→ PASSAGE FOR REVIEW
++++++

SpartanJ / efsw

efsw is a C++ cross-platform file system watcher and notifier.
Other
662 stars 101 forks source link

Incorrect move events reported for simultaneous file moves across monitored subdirectories on Windows #178

Closed solarispika closed 2 months ago

solarispika commented 3 months ago

Summary

efsw incorrectly reports move events when multiple file move operations occur simultaneously across different subdirectories within the monitored folder.

Expected behavior

efsw should correctly report the source and destination of each move event, even when multiple moves occur simultaneously.

Actual behavior

efsw sometimes reports incorrect source directories for move events, mixing up the origins of moved files.

Environment

Steps to reproduce

  1. Create a folder structure:

    path\to\be\monitored
    ├── 1
    │   └── init (empty file)
    └── 2
    └── init (empty file)
  2. Open three PowerShell windows:

    • Window 1: Run the monitoring script (efsw-test.exe)
    • Window 2: Navigate to path\to\be\monitored\1 and run the renaming script
    • Window 3: Navigate to path\to\be\monitored\2 and run the renaming script
  3. Observe the output in Window 1 for incorrect move events

Monitoring script (Window 1)

efsw-test.exe path\to\be\monitored | ForEach-Object {
 if ($_ -match 'from file (\d+)\\.*?to (\d+)\\') {
     $num1 = $matches[1]
     $num2 = $matches[2]

     if ($num1 -ne $num2) {
         Write-Output $_
     }
 }
}

Renaming script (Windows 2 and 3)

# Save the initial file name
$initialFileName = "init"  # Replace with your actual file name

# Function to generate a random file name
function Get-RandomFileName {
    $randomName = -join ((65..90) + (97..122) | Get-Random -Count 10 | ForEach-Object {[char]$_})
    return $randomName + [IO.Path]::GetExtension($initialFileName)
}

# Main loop
while ($true) {
    # Check if the file exists
    if (Test-Path $initialFileName) {
        # Generate a new random file name
        $newFileName = Get-RandomFileName

        # Rename the file
        Rename-Item -Path $initialFileName -NewName $newFileName
        Write-Host "Renamed $initialFileName to $newFileName"

++++++

→ INFORMATION PROVIDED
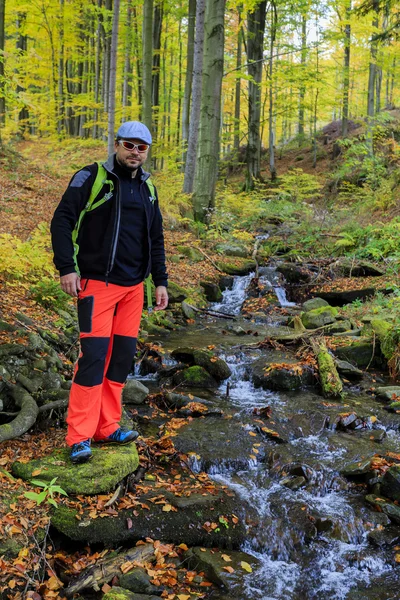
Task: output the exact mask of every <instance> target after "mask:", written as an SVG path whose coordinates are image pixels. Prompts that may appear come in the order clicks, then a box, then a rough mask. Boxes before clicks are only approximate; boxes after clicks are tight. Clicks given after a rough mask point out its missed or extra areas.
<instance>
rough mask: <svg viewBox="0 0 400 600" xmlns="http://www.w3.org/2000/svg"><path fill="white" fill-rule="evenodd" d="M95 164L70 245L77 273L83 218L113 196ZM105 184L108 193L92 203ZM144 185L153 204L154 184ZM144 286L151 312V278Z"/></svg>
mask: <svg viewBox="0 0 400 600" xmlns="http://www.w3.org/2000/svg"><path fill="white" fill-rule="evenodd" d="M97 164H98V169H97V175H96V179H95V180H94V183H93V186H92V189H91V191H90V196H89V200H88V201H87V202H86V206H85V208H84V209H83V210H82V212H81V214H80V215H79V219H78V221H77V222H76V225H75V227H74V230H73V232H72V243H73V245H74V262H75V266H76V270H77V272H78V273H79V268H78V260H77V257H78V252H79V244H78V234H79V230H80V228H81V225H82V221H83V218H84V216H85V215H86V213H87V212H89V211H90V210H94V209H95V208H97V207H98V206H101V205H102V204H104V202H107V200H109V199H110V198H111V196H112V195H113V191H114V182H113V181H112V180H111V179H107V177H108V173H107V171H106V169H105V168H104V167H103V165H102V163H101V162H97ZM106 183H108V184H109V186H110V191H109V192H107V194H104V196H103V198H100V200H97V201H96V202H95V201H94V200H95V198H96V197H97V195H98V193H99V192H100V190H101V188H102V187H103V185H105V184H106ZM146 184H147V187H148V188H149V192H150V201H151V202H154V201H155V199H156V190H155V187H154V184H153V182H152V181H151V180H150V179H147V181H146ZM145 284H146V296H147V309H148V310H149V311H151V310H152V308H153V303H152V297H151V276H149V277H146V280H145Z"/></svg>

++++++

→ AIM OF THE EXERCISE
Reproduce the part of the efsw bug report above starting with "solarispika commented 3" and going on through "of moved files.".

→ WRITTEN REPLY
solarispika commented 3 months ago

Summary

efsw incorrectly reports move events when multiple file move operations occur simultaneously across different subdirectories within the monitored folder.

Expected behavior

efsw should correctly report the source and destination of each move event, even when multiple moves occur simultaneously.

Actual behavior

efsw sometimes reports incorrect source directories for move events, mixing up the origins of moved files.